WHAT IS ASKED:
Can you reproduce the material, starting at the line that contains "Place one point on every instance of the baseball" and continuing through its end, scaling the x and y coordinates in each answer by 2.55 and rounding to whole numbers (halves up)? Keep the request lines and their sample points unchanged.

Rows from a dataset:
——

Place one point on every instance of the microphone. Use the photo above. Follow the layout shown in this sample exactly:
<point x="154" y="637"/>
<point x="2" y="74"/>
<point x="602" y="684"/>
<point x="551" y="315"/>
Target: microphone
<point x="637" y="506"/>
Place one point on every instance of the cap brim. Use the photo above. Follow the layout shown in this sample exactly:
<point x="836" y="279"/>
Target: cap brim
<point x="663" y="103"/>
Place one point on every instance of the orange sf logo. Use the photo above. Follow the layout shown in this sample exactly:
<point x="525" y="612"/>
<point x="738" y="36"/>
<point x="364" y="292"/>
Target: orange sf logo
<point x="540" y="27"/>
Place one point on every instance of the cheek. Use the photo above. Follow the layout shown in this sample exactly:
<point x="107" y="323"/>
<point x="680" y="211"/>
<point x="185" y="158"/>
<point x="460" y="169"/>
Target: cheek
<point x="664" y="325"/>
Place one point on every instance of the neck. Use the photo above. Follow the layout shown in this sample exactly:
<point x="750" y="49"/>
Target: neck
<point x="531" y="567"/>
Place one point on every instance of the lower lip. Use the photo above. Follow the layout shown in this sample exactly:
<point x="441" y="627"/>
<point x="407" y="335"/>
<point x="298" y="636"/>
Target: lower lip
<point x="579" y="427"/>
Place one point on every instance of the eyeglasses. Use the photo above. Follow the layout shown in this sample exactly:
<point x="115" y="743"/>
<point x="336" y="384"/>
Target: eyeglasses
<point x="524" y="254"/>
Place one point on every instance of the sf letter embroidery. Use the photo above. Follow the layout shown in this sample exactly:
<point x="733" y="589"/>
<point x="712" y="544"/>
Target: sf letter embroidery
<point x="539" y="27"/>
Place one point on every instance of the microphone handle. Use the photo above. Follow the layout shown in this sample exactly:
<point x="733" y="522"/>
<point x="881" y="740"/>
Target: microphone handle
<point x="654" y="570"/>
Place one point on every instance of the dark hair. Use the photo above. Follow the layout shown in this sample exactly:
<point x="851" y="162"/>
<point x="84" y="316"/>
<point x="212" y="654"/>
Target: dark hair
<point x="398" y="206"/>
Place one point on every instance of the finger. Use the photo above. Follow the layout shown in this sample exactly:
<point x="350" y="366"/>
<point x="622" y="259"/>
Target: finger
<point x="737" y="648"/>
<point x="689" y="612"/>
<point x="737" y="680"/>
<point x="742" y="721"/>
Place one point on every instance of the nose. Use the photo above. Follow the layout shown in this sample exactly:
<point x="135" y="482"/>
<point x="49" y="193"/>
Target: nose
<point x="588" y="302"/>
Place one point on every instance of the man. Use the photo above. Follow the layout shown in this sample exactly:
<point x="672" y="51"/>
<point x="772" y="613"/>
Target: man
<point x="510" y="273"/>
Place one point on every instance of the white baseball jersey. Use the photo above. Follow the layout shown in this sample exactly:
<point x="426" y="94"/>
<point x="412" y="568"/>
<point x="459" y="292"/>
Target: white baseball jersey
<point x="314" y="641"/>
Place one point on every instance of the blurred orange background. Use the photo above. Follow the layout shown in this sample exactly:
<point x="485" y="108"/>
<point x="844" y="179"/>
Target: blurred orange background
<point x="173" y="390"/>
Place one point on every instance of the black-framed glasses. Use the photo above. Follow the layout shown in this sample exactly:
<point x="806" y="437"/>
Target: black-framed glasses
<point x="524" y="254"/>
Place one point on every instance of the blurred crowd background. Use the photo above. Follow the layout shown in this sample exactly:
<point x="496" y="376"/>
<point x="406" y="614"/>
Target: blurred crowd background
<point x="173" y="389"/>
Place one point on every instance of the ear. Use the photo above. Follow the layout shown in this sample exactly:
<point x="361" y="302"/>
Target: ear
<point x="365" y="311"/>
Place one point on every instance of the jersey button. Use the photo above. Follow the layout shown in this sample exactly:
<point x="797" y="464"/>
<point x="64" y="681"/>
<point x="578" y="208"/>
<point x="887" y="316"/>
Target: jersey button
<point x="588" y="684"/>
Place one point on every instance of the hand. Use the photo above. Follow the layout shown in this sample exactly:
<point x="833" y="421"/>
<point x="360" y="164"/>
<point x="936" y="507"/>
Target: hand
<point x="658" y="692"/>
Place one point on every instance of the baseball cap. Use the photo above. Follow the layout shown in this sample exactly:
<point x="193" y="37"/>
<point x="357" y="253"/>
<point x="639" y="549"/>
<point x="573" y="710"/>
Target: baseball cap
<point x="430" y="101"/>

——

ANSWER TO THIS TASK:
Place one point on every instance of the baseball cap. Use the photo above. Follow the layout shown in this sample exactly:
<point x="193" y="37"/>
<point x="357" y="253"/>
<point x="639" y="549"/>
<point x="573" y="710"/>
Target: baseball cap
<point x="1097" y="258"/>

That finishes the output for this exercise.